ARTICLE ->
Par Alexandre Devecchio, pour Le Figaro Magazine
ENTRETIEN – L’ancien ministre des Affaires étrangères a réuni ambassadeurs, historiens et journalistes de renom pour dresser des portraits de diplomates d’envergure qui, de Mazarin à Sergueï Lavrov, ont contribué à changer le monde.
Grands diplomates (Perrin), le dernier livre d’Hubert Védrine, s’impose comme un ouvrage de référence sur les relations internationales. Avec des textes encadrés par de longues préface et postface .
Comment vous est venue l’idée de ce livre sur les grands diplomates ?
C’est Benoît Yvert qui a eu l’idée d’un ouvrage collectif sur les grands diplomates et négociateurs du XVIIe siècle à aujourd’hui, et qui m’a proposé de « diriger » cet ensemble, de l’introduire et de le conclure. Nous avons établi une liste de grandes personnalités qui ont marqué l’histoire des relations internationales des quatre derniers siècles et l’avons étendue à quelques grands diplomates contemporains.
J’ai accepté ce projet par passion pour l’Histoire, celle qui nous nourrit et dont on peut débattre, alors que le « devoir de mémoire » est le reflet des émotions d’un moment. En revenant sur les vingt grandes figures passionnantes portraiturées dans l’ouvrage, on mesure ce qu’a été l’instable « équilibre européen » et combien le métier de diplomate a changé. Aujourd’hui, il y a en permanence des négociations, dans tous les domaines et dans toutes les configurations, et pourtant, la figure des « grands négociateurs » va sans doute disparaître, car les conditions d’exercice de la politique en général, de la diplomatie en particulier ont été radicalement bouleversées. Manque de temps, de maturation, de sang-froid, pression fébrile.

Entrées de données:
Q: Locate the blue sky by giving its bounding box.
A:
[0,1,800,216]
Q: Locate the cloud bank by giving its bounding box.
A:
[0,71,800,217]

ÉNONCÉ DE L'EXERCICE ->
Dans l'article sur les grands diplomates, remplacez « négociations » par « tractations » et redonnez le passage allant de « J’ai accepté ce » jusqu'à « sang-froid, pression fébrile. ». Ces données proviennent d'une autre source que l'article.

RÉPONSE À L'EXERCICE ->
J’ai accepté ce projet par passion pour l’Histoire, celle qui nous nourrit et dont on peut débattre, alors que le « devoir de mémoire » est le reflet des émotions d’un moment. En revenant sur les vingt grandes figures passionnantes portraiturées dans l’ouvrage, on mesure ce qu’a été l’instable « équilibre européen » et combien le métier de diplomate a changé. Aujourd’hui, il y a en permanence des tractations, dans tous les domaines et dans toutes les configurations, et pourtant, la figure des « grands négociateurs » va sans doute disparaître, car les conditions d’exercice de la politique en général, de la diplomatie en particulier ont été radicalement bouleversées. Manque de temps, de maturation, de sang-froid, pression fébrile.